» **Source passage**
Then, address the more difficult issues, like your husband, your job (and rate of pay), or the finances to figure out what you can do about those. Again, take them one at a time and commit yourself to the plan.

You can go back to school, and you really should, even if it's a 9-month program or a 2-year program. There are many options for improving your skills, knowledge base, and earning ability. You may also consider something you can do to begin a home business.

Everyone gets into these ruts in life, and everyone has to pull themselves out. Before you know it, you will have made a lot of changes and believe it not, the likelihood is hubby will make some changes, too. He will notice the changes in you and won't want to be left behind. One problem where he is concerned is you ask him to make committments, but he notices that everything else is still the same, and that makes promises hard to keep.

MarriageBuilders.com is an excellent site to help with your marital problems. Start reading. Begin with the Basic Concepts on the linked page, and then read the articles down the left-side ribbon bar. They open your eyes a lot. Make reading the articles an activity for both of you to do and create a schedule. Pick a day for reading an article, and give yourself and him 3 days to do the reading. The 4th day can be discussion day, where you each talk about what you read and how you will apply the concepts to your marriage and to each other. Give each article a couple weeks to deliberate and act on, and then start another week on a new article, and repeat every other week on a new article. At the end of each two week period, the two of you should review your progress. Don't be judgmental or overly critical, but do express how you feel. By all means, do compliment each other on improvements and express gratitude for eachothers' efforts.

» **Stored data**
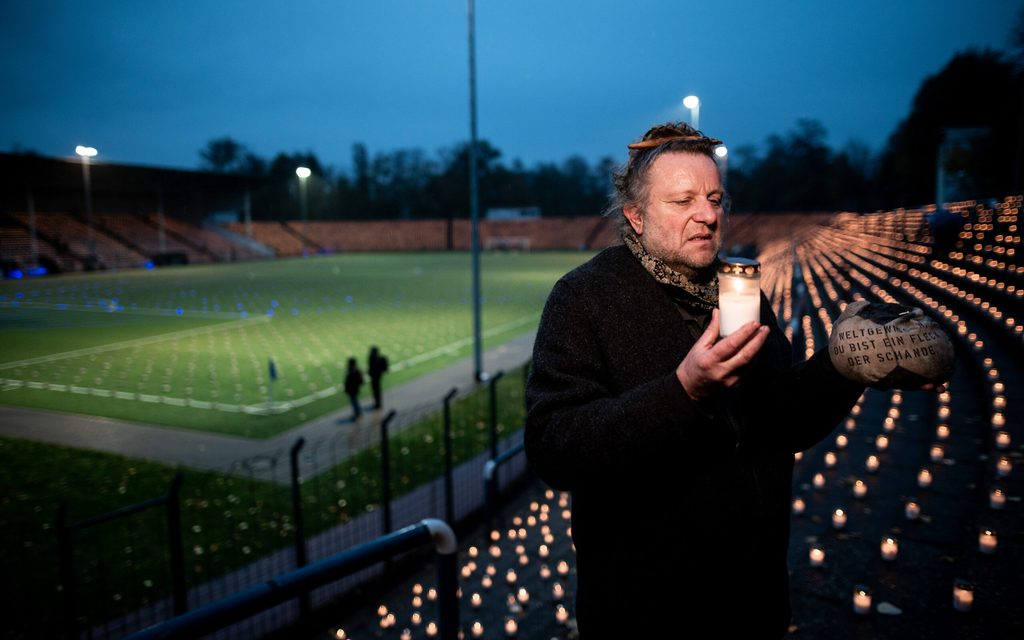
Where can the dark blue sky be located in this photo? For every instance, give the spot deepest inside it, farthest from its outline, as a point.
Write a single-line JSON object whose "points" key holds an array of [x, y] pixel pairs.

» **Stated exercise**
Reproduce word for word the part of the marriage advice passage above that runs from "You can go back" to "hard to keep.".

» **Task response**
You can go back to school, and you really should, even if it's a 9-month program or a 2-year program. There are many options for improving your skills, knowledge base, and earning ability. You may also consider something you can do to begin a home business.

Everyone gets into these ruts in life, and everyone has to pull themselves out. Before you know it, you will have made a lot of changes and believe it not, the likelihood is hubby will make some changes, too. He will notice the changes in you and won't want to be left behind. One problem where he is concerned is you ask him to make committments, but he notices that everything else is still the same, and that makes promises hard to keep.